_Problem details_
Print every line below exactly. Skip the pictures.

----

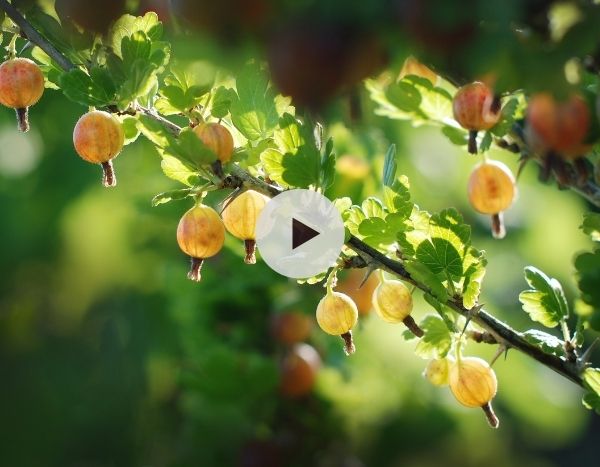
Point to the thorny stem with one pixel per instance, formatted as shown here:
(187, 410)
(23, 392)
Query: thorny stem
(108, 174)
(35, 37)
(490, 415)
(195, 269)
(412, 326)
(349, 348)
(502, 333)
(250, 247)
(23, 119)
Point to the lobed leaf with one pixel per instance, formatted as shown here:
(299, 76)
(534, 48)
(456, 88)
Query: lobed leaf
(545, 302)
(546, 342)
(437, 339)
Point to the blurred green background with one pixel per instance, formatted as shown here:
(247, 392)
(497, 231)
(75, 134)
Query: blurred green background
(109, 356)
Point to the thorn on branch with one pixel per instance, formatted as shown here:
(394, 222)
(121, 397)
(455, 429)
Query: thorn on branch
(482, 337)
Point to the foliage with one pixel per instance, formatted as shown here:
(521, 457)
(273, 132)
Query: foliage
(131, 71)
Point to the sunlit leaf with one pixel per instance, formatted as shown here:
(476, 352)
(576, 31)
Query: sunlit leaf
(545, 302)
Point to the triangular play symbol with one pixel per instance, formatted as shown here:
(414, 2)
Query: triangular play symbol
(301, 233)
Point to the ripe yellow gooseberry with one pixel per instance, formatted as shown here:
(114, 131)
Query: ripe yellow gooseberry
(21, 86)
(336, 315)
(473, 383)
(98, 138)
(393, 303)
(492, 190)
(476, 108)
(299, 370)
(240, 217)
(217, 138)
(200, 235)
(437, 371)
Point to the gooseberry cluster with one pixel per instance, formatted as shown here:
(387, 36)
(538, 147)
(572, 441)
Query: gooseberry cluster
(337, 313)
(472, 382)
(201, 231)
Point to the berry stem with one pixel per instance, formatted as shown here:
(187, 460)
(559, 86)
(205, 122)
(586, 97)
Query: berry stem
(412, 326)
(498, 229)
(490, 415)
(108, 174)
(349, 347)
(472, 147)
(195, 269)
(23, 119)
(582, 171)
(250, 246)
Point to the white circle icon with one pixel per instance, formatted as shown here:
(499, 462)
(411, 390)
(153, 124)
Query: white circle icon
(300, 233)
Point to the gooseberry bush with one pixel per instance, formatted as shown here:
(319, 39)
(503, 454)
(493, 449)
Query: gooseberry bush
(248, 140)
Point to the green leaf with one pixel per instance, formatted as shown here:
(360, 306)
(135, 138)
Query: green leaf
(221, 101)
(591, 225)
(168, 196)
(422, 274)
(297, 163)
(591, 401)
(342, 204)
(140, 80)
(190, 149)
(289, 136)
(442, 310)
(436, 340)
(412, 98)
(134, 47)
(508, 118)
(127, 26)
(253, 109)
(155, 131)
(96, 89)
(397, 197)
(545, 302)
(51, 71)
(300, 170)
(390, 166)
(546, 342)
(591, 379)
(178, 171)
(440, 256)
(130, 129)
(486, 142)
(474, 265)
(456, 136)
(328, 161)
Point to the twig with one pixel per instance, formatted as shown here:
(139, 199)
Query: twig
(503, 334)
(35, 37)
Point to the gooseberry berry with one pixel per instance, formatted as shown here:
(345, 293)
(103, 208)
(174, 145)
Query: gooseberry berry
(217, 138)
(200, 235)
(393, 303)
(360, 292)
(240, 217)
(473, 383)
(491, 190)
(476, 108)
(559, 127)
(21, 86)
(336, 315)
(98, 138)
(299, 370)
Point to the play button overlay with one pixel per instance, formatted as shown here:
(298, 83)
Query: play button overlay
(300, 234)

----

_Response to the exercise_
Point to the thorny stem with one pixel per instance, formatted as shown here:
(187, 410)
(23, 392)
Query: thorny stem
(108, 174)
(35, 37)
(490, 415)
(195, 269)
(412, 326)
(349, 348)
(502, 333)
(250, 247)
(23, 119)
Point to the lobed leaf with one pixel per instance, formatted as shown here:
(299, 76)
(534, 48)
(456, 88)
Query: lobed leaf
(545, 302)
(546, 342)
(437, 339)
Point to the blurred green background with one pixel per instance, formatted as shown here:
(247, 392)
(497, 231)
(75, 134)
Query: blurred green background
(109, 356)
Point to the thorn on branch with one pixel per instance, formatted as shown here:
(394, 222)
(121, 397)
(455, 429)
Query: thorn on branch
(482, 337)
Point to the foliage with one pixel per instance, formatted as shown here:
(521, 457)
(273, 132)
Query: foliage
(131, 71)
Point to the sunlit leaf with one pixel per instance, formatted as shown here:
(476, 352)
(576, 31)
Query: sunlit leaf
(545, 302)
Point to the triangular play symbol with one pixel per instance, formatted as shown here:
(414, 2)
Query: triangular play symbol
(301, 233)
Point to the ripe yellow gooseberry with one pixel per instance, formatted as shown here:
(114, 131)
Query: ripe yellow gooseberry
(21, 86)
(336, 315)
(473, 383)
(98, 138)
(393, 303)
(492, 190)
(476, 108)
(299, 370)
(240, 217)
(217, 138)
(200, 235)
(437, 371)
Point to the gooseberry cluster with one pixel per instance, formatted as shown here:
(387, 36)
(538, 147)
(572, 441)
Query: gooseberry cluster
(337, 313)
(472, 382)
(201, 231)
Point to the berry stem with one pixel per instance, formatted as shown here:
(187, 460)
(559, 86)
(205, 122)
(586, 97)
Query: berry stem
(412, 326)
(498, 229)
(490, 415)
(108, 174)
(349, 347)
(472, 147)
(195, 269)
(23, 119)
(582, 171)
(250, 246)
Point to the white circle icon with one pixel per instance, formatted as shown here:
(499, 462)
(411, 390)
(153, 124)
Query: white circle icon
(300, 233)
Point to the gooseberry bush with one pixel per instance, formatted as shown here:
(319, 39)
(503, 454)
(493, 449)
Query: gooseberry bush
(248, 140)
Point to the green leaf with one pixel per instance, formatted as shown here:
(360, 306)
(135, 138)
Query: green leaf
(221, 101)
(591, 225)
(168, 196)
(422, 274)
(297, 163)
(591, 401)
(342, 204)
(140, 80)
(190, 149)
(289, 136)
(442, 310)
(436, 340)
(412, 98)
(134, 47)
(508, 118)
(127, 26)
(253, 109)
(155, 131)
(96, 89)
(397, 197)
(545, 302)
(51, 71)
(300, 170)
(390, 166)
(546, 342)
(591, 379)
(178, 171)
(440, 256)
(130, 129)
(486, 142)
(474, 265)
(456, 136)
(328, 161)
Point to the twig with one pixel per instance, formatted as shown here:
(139, 199)
Query: twig
(503, 334)
(35, 37)
Point to the gooseberry berry with one pixel per instance, formatted as shown here:
(345, 293)
(103, 208)
(174, 145)
Query: gooseberry berry
(217, 138)
(200, 235)
(393, 303)
(360, 292)
(240, 217)
(473, 383)
(491, 190)
(476, 108)
(559, 127)
(21, 86)
(336, 315)
(98, 138)
(299, 370)
Point to the play button overlay with one pixel per instance, formatted as shown here:
(298, 83)
Query: play button overlay
(300, 234)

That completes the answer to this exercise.